Also, someone said Cannabis is 50-70% more carcinogenic than cigarettes and I can tell you that is 100% bullshit without needing any source. Thousands of people die everyday from long term use of cigarettes while amazingly people do not die from marijuana.


----------



## Toxic (Mar 1, 2007)

And the fact that most weed smokers also smoke ciggerettes and weed is typically smoked by younger crowds wouldnt have anything to do with that?


----------



## Terror Kovenant (Nov 16, 2008)

MikeHawk said:


> This is the best site to look up information on any drug.
> http://www.erowid.org/
> If you look up your information on a .gov site you're just retarded.
> 
> Also, someone said Cannabis is 50-70% more carcinogenic than cigarettes and I can tell you that is 100% bullshit without needing any source. Thousands of people die everyday from long term use of cigarettes while amazingly people do not die from marijuana.


Its actually hard to look at a damaged lung and say "well that came from cigarettes, and that one over there came from marijuana." It doesn't really work that way. Also, a lot of people smoked both. Either way, smoking anything is bad for you, as smoke is destructive to the lung tissue and fibers. Easy as that.


----------



## HexRei (Apr 27, 2007)

jcc78 said:


> which is why they invented vaporizers.


I've got a Volcano sitting in a box because I'm too lazy to use it


----------



## Redrum (Jan 30, 2008)

Terror Kovenant said:


> The quality of the input into working memory and of the operations that go on there determine the quality of learning and problem solving. There are three critical phases in the effective use of working memory: (1) getting information correctly into this short-term area, (2) handling the information appropriately while it is there, (3) moving information correctly from working memory to long-term storage, and using the information in working memory to generate some kind of output.
> 
> First, it is necessary to get information correctly into the working memory. As the previous section stated, we move information from the sensory register and short term to the working memory by focusing attention on it.


Full context of the document that you copy and pasted from without bothering to source can be found here.

http://education.calumet.purdue.edu/vockell/EdPsyBook/Edpsy6/edpsy6_working.htm

I'll tell you my opinion based upon 22 years of experience with marijuana. When you stop smoking it, the effects go away quickly, including any effects on memory function. I expect that if one smokes before going to class, one is not going to get the full benefit of that class. Using any substance at an inappropriate time can result in such a negative consequence. Abusing a substance, i.e. smoking all day, every day can result in negative consequences. Being responsible and exercising self control can alleviate many of these sort of negative consequences.

My position is that adults should be able to make this decision about marijuana in particular, and whether or not use of it benefits or harms them individually.

# Work to complete:
[1] Translate this sentence from the cannabis forum thread into Spanish: "Either way, smoking anything is bad for you, as smoke is destructive to the lung tissue and fibers."
[2] Return the part of the cannabis forum thread between "## Toxic (Mar" and "do with that?", inclusive.
[3] Please continue the cannabis forum thread from the point where it stops.
The records were drawn from a separate source.

[Stored items]
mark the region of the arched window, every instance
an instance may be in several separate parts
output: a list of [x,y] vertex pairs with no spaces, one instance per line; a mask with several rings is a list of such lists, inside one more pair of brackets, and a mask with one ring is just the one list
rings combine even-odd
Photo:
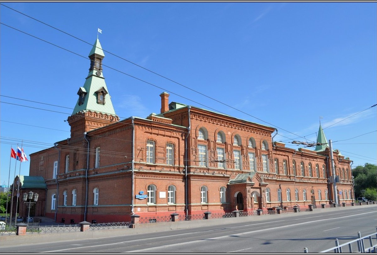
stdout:
[[167,203],[168,204],[175,203],[175,186],[170,185],[167,188]]
[[279,173],[279,162],[277,158],[274,160],[274,164],[275,166],[275,173]]
[[233,138],[233,145],[238,146],[241,145],[241,138],[238,135],[235,135]]
[[277,201],[282,201],[282,190],[280,189],[277,189]]
[[147,203],[149,204],[156,203],[156,186],[153,185],[149,185],[148,186],[148,190],[147,197]]
[[93,201],[93,204],[95,206],[98,206],[98,188],[94,188],[94,189],[93,190],[93,193],[94,194],[94,199]]
[[51,209],[55,210],[56,204],[56,195],[53,194],[51,197]]
[[76,206],[76,197],[77,197],[77,194],[76,193],[76,191],[75,189],[74,189],[72,190],[72,205],[73,206]]
[[271,200],[270,200],[270,189],[267,188],[266,189],[266,200],[267,202],[271,202]]
[[227,190],[225,187],[222,187],[220,188],[220,201],[222,203],[225,203],[226,201],[225,194]]
[[67,205],[67,190],[63,192],[63,205]]
[[202,204],[208,203],[208,188],[202,186],[200,188],[200,202]]
[[255,148],[256,147],[255,140],[253,137],[251,137],[249,139],[248,147],[250,148]]

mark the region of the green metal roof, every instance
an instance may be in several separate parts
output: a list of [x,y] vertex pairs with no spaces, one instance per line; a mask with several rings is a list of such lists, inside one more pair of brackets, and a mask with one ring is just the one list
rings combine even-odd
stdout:
[[102,47],[101,46],[101,43],[100,43],[100,40],[98,40],[98,38],[97,38],[95,42],[94,43],[94,44],[93,45],[93,48],[92,48],[92,50],[90,51],[90,53],[89,54],[88,57],[90,57],[95,53],[101,56],[103,56],[103,57],[105,56],[105,54],[103,53],[103,51],[102,50]]
[[23,189],[46,189],[44,179],[41,176],[20,176],[20,181]]
[[323,130],[322,129],[321,124],[319,124],[319,129],[318,130],[318,135],[317,137],[317,142],[322,144],[321,145],[316,145],[315,151],[322,151],[328,147],[328,143],[327,143],[327,140],[326,137],[325,136],[325,133],[323,133]]

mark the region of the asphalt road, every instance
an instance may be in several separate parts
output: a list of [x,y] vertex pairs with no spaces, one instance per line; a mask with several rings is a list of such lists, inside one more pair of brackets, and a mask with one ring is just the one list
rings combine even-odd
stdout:
[[[66,242],[17,245],[1,253],[317,253],[376,232],[375,206],[298,213],[212,227]],[[260,217],[262,217],[261,216]],[[42,237],[42,235],[41,235]],[[374,240],[374,244],[376,241]],[[357,247],[357,246],[356,246]],[[343,250],[343,252],[345,251]]]

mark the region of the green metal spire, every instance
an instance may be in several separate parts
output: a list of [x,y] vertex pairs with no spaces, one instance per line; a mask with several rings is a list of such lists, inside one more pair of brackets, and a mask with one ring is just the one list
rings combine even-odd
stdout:
[[326,139],[326,137],[325,136],[323,130],[322,129],[322,127],[320,124],[319,124],[318,135],[317,137],[317,142],[322,144],[322,145],[316,146],[316,149],[314,150],[316,151],[324,151],[325,149],[328,147],[327,140]]

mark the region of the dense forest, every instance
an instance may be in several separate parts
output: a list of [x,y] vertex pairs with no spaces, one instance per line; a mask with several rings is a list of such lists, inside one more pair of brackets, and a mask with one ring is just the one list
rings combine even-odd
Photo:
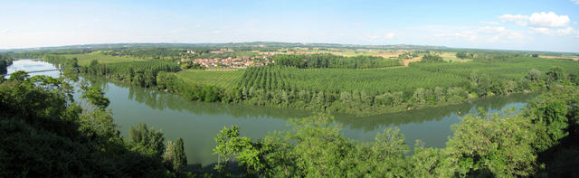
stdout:
[[12,65],[12,57],[0,53],[0,74],[6,74],[8,72],[6,68]]
[[0,83],[0,177],[193,176],[181,139],[145,125],[120,137],[102,90],[81,89],[75,101],[63,79],[24,71]]
[[[490,58],[493,55],[497,56]],[[183,78],[175,73],[179,70],[177,64],[162,61],[112,64],[95,61],[83,67],[81,71],[166,89],[193,100],[290,107],[359,116],[457,104],[470,98],[579,83],[576,61],[517,55],[503,58],[502,55],[489,54],[460,63],[445,62],[440,56],[425,55],[425,62],[393,69],[379,68],[400,65],[397,60],[326,54],[279,55],[274,57],[273,65],[244,70],[229,87],[198,82],[195,79],[201,78],[203,72],[194,75],[193,79]],[[152,70],[141,76],[137,66]],[[370,69],[360,69],[365,68],[364,66]]]
[[373,56],[342,57],[329,54],[276,55],[272,60],[276,61],[276,65],[292,66],[299,69],[370,69],[401,65],[398,59],[384,59]]
[[[0,83],[0,133],[6,136],[0,142],[11,145],[0,147],[0,175],[202,176],[186,169],[186,140],[166,142],[162,132],[143,124],[121,137],[102,90],[81,88],[84,101],[72,99],[63,79],[18,71]],[[413,155],[395,127],[375,142],[359,143],[345,138],[324,113],[257,140],[233,125],[215,133],[214,151],[221,161],[204,176],[575,177],[579,89],[570,82],[549,89],[518,113],[467,117],[452,126],[446,147],[418,141]],[[81,102],[90,105],[83,108]]]
[[224,169],[237,164],[243,174],[263,177],[576,177],[579,161],[579,89],[559,85],[523,111],[470,116],[452,126],[446,147],[413,154],[397,128],[372,143],[344,137],[332,117],[320,114],[291,121],[291,132],[253,140],[233,125],[222,130],[214,152]]

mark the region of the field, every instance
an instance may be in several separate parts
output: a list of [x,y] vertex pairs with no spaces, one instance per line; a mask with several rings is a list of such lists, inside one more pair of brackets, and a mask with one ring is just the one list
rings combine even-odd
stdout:
[[99,61],[100,63],[114,63],[114,62],[123,62],[123,61],[142,61],[137,58],[109,56],[109,55],[102,54],[100,52],[92,52],[92,53],[87,53],[87,54],[64,54],[62,56],[66,58],[78,58],[79,65],[81,66],[87,66],[93,60]]
[[544,58],[510,58],[493,61],[471,61],[460,63],[413,63],[411,67],[429,71],[447,72],[468,78],[471,72],[486,73],[501,79],[518,80],[524,78],[531,69],[541,72],[559,66],[565,71],[576,74],[579,65],[569,60],[547,60]]
[[177,72],[179,78],[199,84],[213,85],[223,89],[231,89],[244,70],[208,71],[187,70]]

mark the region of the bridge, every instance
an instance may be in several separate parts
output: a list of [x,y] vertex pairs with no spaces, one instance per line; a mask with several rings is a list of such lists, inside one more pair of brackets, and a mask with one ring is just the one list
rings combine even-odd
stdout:
[[[81,68],[64,68],[64,69],[53,69],[53,70],[34,70],[34,71],[26,71],[26,73],[38,73],[38,72],[44,72],[44,71],[62,71],[62,70],[78,70]],[[2,74],[2,76],[9,76],[12,75],[14,72],[12,73],[6,73],[6,74]]]

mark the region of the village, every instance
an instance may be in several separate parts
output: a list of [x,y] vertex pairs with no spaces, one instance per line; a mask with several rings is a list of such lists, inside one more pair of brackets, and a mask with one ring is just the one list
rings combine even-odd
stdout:
[[[215,51],[213,52],[219,52],[221,51]],[[187,53],[193,53],[195,52],[187,51]],[[244,69],[252,66],[264,66],[270,63],[275,63],[275,61],[271,61],[271,55],[255,55],[255,56],[241,56],[241,57],[227,57],[227,58],[182,58],[180,63],[191,62],[192,64],[199,64],[203,67],[222,67],[222,68],[233,68],[233,69]]]

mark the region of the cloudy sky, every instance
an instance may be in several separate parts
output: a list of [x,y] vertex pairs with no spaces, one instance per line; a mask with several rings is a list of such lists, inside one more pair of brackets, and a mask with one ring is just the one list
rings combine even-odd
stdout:
[[579,0],[0,0],[0,49],[268,41],[579,52]]

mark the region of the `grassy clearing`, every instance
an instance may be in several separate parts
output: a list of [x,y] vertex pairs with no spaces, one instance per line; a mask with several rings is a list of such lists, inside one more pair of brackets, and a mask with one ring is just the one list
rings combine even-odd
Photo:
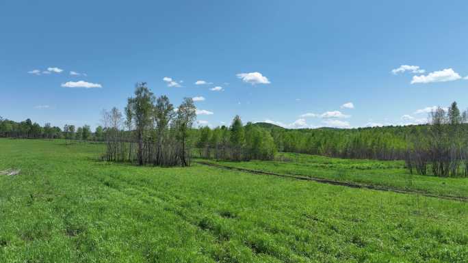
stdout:
[[0,170],[21,169],[0,176],[0,262],[467,262],[466,203],[98,162],[101,148],[0,139]]
[[350,160],[281,153],[277,161],[216,162],[222,165],[338,181],[468,197],[468,178],[411,175],[403,161]]

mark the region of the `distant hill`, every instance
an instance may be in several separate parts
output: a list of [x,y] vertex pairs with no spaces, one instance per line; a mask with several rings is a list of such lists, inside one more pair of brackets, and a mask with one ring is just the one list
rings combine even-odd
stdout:
[[255,122],[253,125],[270,130],[286,130],[286,128],[281,127],[281,126],[273,124],[268,122]]

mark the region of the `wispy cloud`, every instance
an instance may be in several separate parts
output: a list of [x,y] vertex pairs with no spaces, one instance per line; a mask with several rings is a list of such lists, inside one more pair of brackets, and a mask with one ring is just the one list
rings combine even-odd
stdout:
[[305,119],[301,118],[301,119],[298,119],[293,122],[292,123],[290,124],[285,124],[281,122],[277,122],[274,120],[272,120],[270,119],[267,119],[263,121],[263,122],[266,123],[270,123],[274,125],[278,125],[279,126],[281,126],[283,128],[315,128],[313,126],[309,125],[305,120]]
[[35,75],[40,75],[40,70],[32,70],[31,71],[27,72],[29,74],[34,74]]
[[[430,113],[432,111],[435,111],[437,109],[438,107],[437,106],[432,106],[432,107],[426,107],[426,108],[423,109],[419,109],[415,111],[415,114],[421,114],[421,113]],[[448,108],[447,107],[441,107],[442,109],[444,111],[447,111]]]
[[[177,83],[177,81],[173,80],[172,78],[165,77],[163,78],[163,81],[168,83],[168,87],[181,87],[181,85]],[[179,83],[182,83],[182,81],[179,81]]]
[[62,84],[64,87],[84,87],[85,89],[91,89],[93,87],[103,87],[101,84],[92,83],[83,81],[68,81]]
[[300,115],[302,117],[317,117],[318,114],[308,112]]
[[394,74],[398,73],[403,73],[405,71],[411,71],[412,73],[424,73],[426,70],[421,69],[419,66],[409,66],[409,65],[402,65],[400,68],[391,70],[391,72]]
[[196,115],[213,115],[213,111],[207,111],[205,109],[197,109]]
[[203,96],[194,97],[192,98],[194,101],[203,101],[205,100],[205,97]]
[[34,107],[34,109],[49,109],[51,107],[49,105],[37,105]]
[[352,102],[346,102],[341,105],[341,109],[354,109],[354,105]]
[[326,111],[320,115],[320,117],[325,119],[328,119],[332,117],[350,117],[351,116],[349,115],[343,114],[341,111]]
[[212,82],[207,82],[207,81],[203,81],[203,80],[195,81],[195,85],[207,85],[207,84],[213,84],[213,83]]
[[49,74],[51,73],[60,73],[62,71],[64,71],[64,70],[62,70],[62,68],[59,68],[57,67],[49,67],[49,68],[47,68],[47,70],[42,70],[41,71],[40,70],[33,70],[31,71],[28,71],[27,72],[29,74],[34,74],[35,75],[38,76],[38,75],[40,75],[42,74]]
[[73,70],[70,72],[70,76],[81,76],[81,75],[83,75],[85,77],[88,76],[86,74],[86,73],[80,73],[80,72],[77,72],[76,71],[73,71]]
[[213,91],[213,92],[220,92],[220,91],[222,90],[222,87],[216,86],[216,87],[211,87],[211,89],[209,89],[209,90],[211,90],[211,91]]
[[413,76],[411,84],[453,81],[460,79],[461,77],[458,73],[452,68],[445,68],[440,71],[430,72],[427,75]]
[[268,79],[260,72],[239,73],[236,76],[242,81],[252,85],[270,83]]
[[49,67],[49,68],[47,68],[47,71],[49,71],[51,72],[60,73],[62,71],[64,71],[64,70],[62,70],[62,68],[57,68],[57,67]]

# Set of answers:
[1] De todos modos, fumar cualquier cosa es malo para ti, ya que el humo destruye el tejido y las fibras pulmonares.

[2]
## Toxic (Mar 1, 2007)

And the fact that most weed smokers also smoke ciggerettes and weed is typically smoked by younger crowds wouldnt have anything to do with that?

[3]
----------



## HexRei (Apr 27, 2007)

I always felt like pot allowed me to focus more easily. May not be the same for others.


----------



## Toxic (Mar 1, 2007)

Alot of the pro-weed posts in this thread illustrate the real reason weed will never be legalized, the pro-marijuana groups use "facts" with no scientific basis to push there agenda instead of concentrating on realistic science. Weed should be legal, I mean who gives a crap really and to much time and money is spent on dealing with petty possession charges but until they admit the heath risks and addiction factors it will never happen, the tobacco industry has been forced to admit its short falls, the alcohol industry has as well but the people fighting for the legalization of marijuana typically use either blatantly false or extremely questionable information to make there case which makes them appear unintelligent.


----------



## Redrum (Jan 30, 2008)

I can't honestly say that smoking helps me focus. I'm not sure that anything can help me focus, because I have had ADD for my entire life.

I will list the ways that I think smoking benefits me personally, and what I like to do when I smoke.

Firstly, smoking takes the edge off of my stress level and temper. I don't drink, or smoke cigs, or use any other form of drugs (although many years ago I did). So weed is my only form of chemical release at this point and I do not do it often. I have a bad temper, and anytime I lose it, I regret it. Smoking from time to time seems to elevate my general mood for a period of time, and it helps me to maintain a pleasant disposition.

Secondly, regarding what I like to do while smoking. I like to watch a really good movie at home while catching a buzz. I also like to put my stereo or headphones on and basically fly away with some nice music. I also enjoy smoking while playing a good video game as it seems to help me slip into a fantasy state of mind a bit easier.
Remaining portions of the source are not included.